WHAT THIS TASK INVOLVES - Quote the text on tuberculosis control in the EU word for word, from "An integrated TB" up to and including "strengthening laboratory services.".

(PAGE TEXT Opens)

In the context of the heterogeneous epidemiological setting in the EU, the situation of TB control is further complicated by the presence of multidrug-resistant (MDR) and extensively drug-resistant (XDR) tuberculosis. High MDR TB rates are reported mainly in the Baltic States, but drug-resistant cases are found throughout the whole of the EU, with occasional outbreaks in countries with a low incidence of TB [2-8].
An integrated TB surveillance system already exists across the EU and European region, initially organised by the EuroTB project funded by the Directorate General for Health and Consumer Affairs (DG SANCO) and co-financed by the Institute de Veille Sanitaire, France (InVS) , and currently by a joint effort of the European Centre for Disease Prevention and Control (ECDC) and WHO European Region (WHO EURO). However, the scope and activity of national reference laboratory services for mycobacterial identification and drug susceptibility testing, on which much of this surveillance activity is based, has not been examined in detail across the EU Member States (MS), nor has the added value of cooperation and networking at EU level and with neighbouring countries been explored with regard to strengthening laboratory services.

(PAGE TEXT Closes)
(MATERIAL SHOWN Opens)

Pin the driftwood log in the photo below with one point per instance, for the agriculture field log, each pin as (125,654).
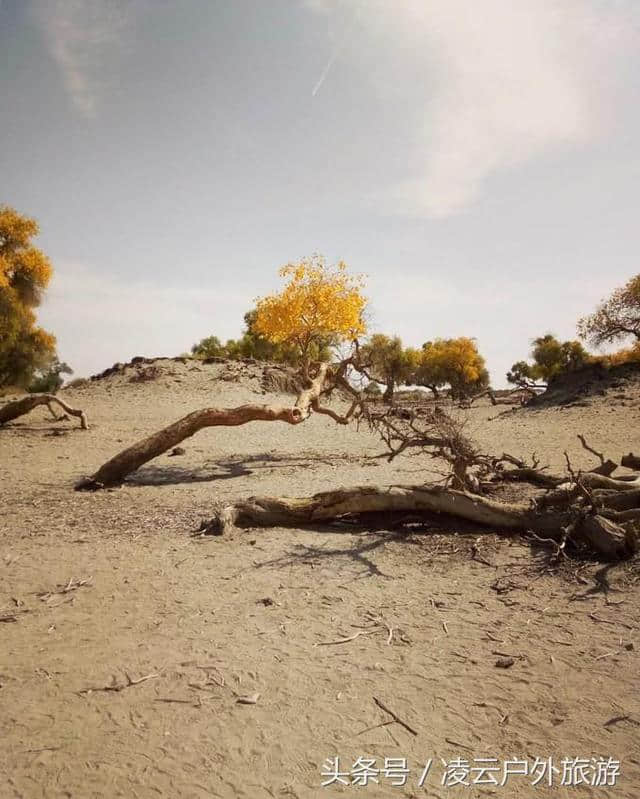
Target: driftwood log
(591,530)
(17,408)
(114,471)
(592,511)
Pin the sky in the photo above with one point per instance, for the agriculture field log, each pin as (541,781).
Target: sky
(477,160)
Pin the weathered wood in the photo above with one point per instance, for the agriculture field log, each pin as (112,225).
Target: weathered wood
(117,468)
(606,538)
(630,461)
(17,408)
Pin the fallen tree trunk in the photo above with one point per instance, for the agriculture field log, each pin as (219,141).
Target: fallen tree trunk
(630,461)
(115,470)
(608,539)
(12,410)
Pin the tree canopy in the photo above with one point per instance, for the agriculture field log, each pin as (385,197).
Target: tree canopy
(455,362)
(388,362)
(320,306)
(550,357)
(25,272)
(616,318)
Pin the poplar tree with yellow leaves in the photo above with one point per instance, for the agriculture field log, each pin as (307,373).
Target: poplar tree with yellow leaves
(319,307)
(25,272)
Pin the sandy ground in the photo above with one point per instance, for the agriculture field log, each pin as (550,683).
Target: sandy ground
(111,585)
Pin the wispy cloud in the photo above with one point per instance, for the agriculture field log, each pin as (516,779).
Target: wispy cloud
(80,36)
(498,82)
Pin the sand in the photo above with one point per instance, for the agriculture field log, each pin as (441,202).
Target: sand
(113,586)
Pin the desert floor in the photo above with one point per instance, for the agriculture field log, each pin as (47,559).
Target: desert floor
(113,586)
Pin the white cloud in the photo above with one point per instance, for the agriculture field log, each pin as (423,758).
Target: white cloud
(80,36)
(496,82)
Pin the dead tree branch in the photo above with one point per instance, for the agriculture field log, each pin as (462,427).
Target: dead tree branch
(12,410)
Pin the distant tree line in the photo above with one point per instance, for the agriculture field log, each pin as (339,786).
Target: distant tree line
(327,302)
(615,319)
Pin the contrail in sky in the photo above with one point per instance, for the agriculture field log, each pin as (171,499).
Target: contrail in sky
(336,52)
(325,71)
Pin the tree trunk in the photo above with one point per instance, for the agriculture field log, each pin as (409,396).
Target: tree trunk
(607,539)
(12,410)
(115,470)
(388,392)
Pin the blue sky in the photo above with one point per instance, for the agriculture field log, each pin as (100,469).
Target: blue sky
(478,161)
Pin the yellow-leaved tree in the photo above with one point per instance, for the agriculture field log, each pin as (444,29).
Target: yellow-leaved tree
(320,306)
(455,362)
(25,273)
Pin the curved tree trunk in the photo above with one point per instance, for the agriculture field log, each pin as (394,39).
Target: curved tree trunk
(389,391)
(12,410)
(115,470)
(599,534)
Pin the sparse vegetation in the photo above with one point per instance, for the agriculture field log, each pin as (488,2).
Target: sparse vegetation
(616,318)
(550,357)
(26,350)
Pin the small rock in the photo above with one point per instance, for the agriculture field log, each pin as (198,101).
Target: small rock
(251,699)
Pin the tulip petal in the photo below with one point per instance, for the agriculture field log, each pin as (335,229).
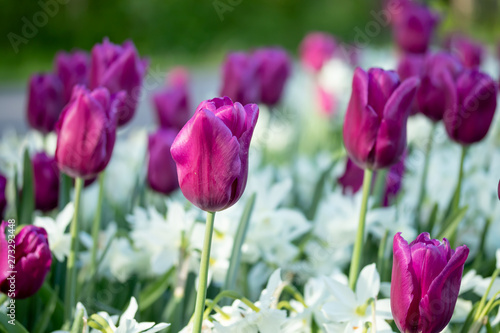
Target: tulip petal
(405,295)
(207,157)
(436,307)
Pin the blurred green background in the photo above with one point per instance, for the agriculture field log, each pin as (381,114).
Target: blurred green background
(197,32)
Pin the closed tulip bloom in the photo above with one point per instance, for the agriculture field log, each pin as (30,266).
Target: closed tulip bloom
(3,198)
(240,80)
(172,107)
(211,153)
(469,51)
(46,181)
(426,277)
(119,68)
(72,69)
(32,261)
(437,91)
(86,132)
(45,102)
(470,119)
(162,171)
(273,67)
(375,121)
(414,28)
(316,49)
(411,65)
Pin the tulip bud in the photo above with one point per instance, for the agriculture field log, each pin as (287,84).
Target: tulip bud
(426,276)
(45,102)
(162,171)
(273,67)
(375,121)
(3,199)
(414,27)
(72,69)
(172,107)
(437,91)
(469,119)
(316,49)
(119,68)
(240,78)
(31,264)
(46,181)
(411,65)
(86,132)
(468,51)
(211,153)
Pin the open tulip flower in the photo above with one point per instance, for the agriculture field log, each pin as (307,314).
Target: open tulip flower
(426,276)
(375,122)
(211,153)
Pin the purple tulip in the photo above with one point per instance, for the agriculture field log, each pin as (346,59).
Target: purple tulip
(119,68)
(211,153)
(86,132)
(394,181)
(375,122)
(470,52)
(352,179)
(469,120)
(172,107)
(45,102)
(46,181)
(72,69)
(316,49)
(273,67)
(414,27)
(240,78)
(162,171)
(426,276)
(3,198)
(437,91)
(31,264)
(411,65)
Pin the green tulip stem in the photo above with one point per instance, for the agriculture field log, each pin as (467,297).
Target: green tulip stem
(421,192)
(96,227)
(358,245)
(203,276)
(70,294)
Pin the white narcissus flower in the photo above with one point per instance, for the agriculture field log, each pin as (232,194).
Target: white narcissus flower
(59,240)
(354,308)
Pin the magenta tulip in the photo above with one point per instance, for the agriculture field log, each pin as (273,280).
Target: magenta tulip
(273,67)
(469,120)
(414,27)
(437,91)
(72,69)
(87,132)
(3,198)
(25,274)
(119,68)
(46,181)
(316,49)
(426,276)
(375,122)
(45,102)
(240,78)
(211,153)
(162,171)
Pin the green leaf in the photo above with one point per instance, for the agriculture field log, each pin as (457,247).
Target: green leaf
(451,224)
(27,201)
(50,306)
(5,326)
(153,292)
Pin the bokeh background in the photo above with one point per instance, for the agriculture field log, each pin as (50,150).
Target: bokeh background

(MATERIAL SHOWN Closes)

ANSWER FOR THE TASK -
An integrated TB surveillance system already exists across the EU and European region, initially organised by the EuroTB project funded by the Directorate General for Health and Consumer Affairs (DG SANCO) and co-financed by the Institute de Veille Sanitaire, France (InVS) , and currently by a joint effort of the European Centre for Disease Prevention and Control (ECDC) and WHO European Region (WHO EURO). However, the scope and activity of national reference laboratory services for mycobacterial identification and drug susceptibility testing, on which much of this surveillance activity is based, has not been examined in detail across the EU Member States (MS), nor has the added value of cooperation and networking at EU level and with neighbouring countries been explored with regard to strengthening laboratory services.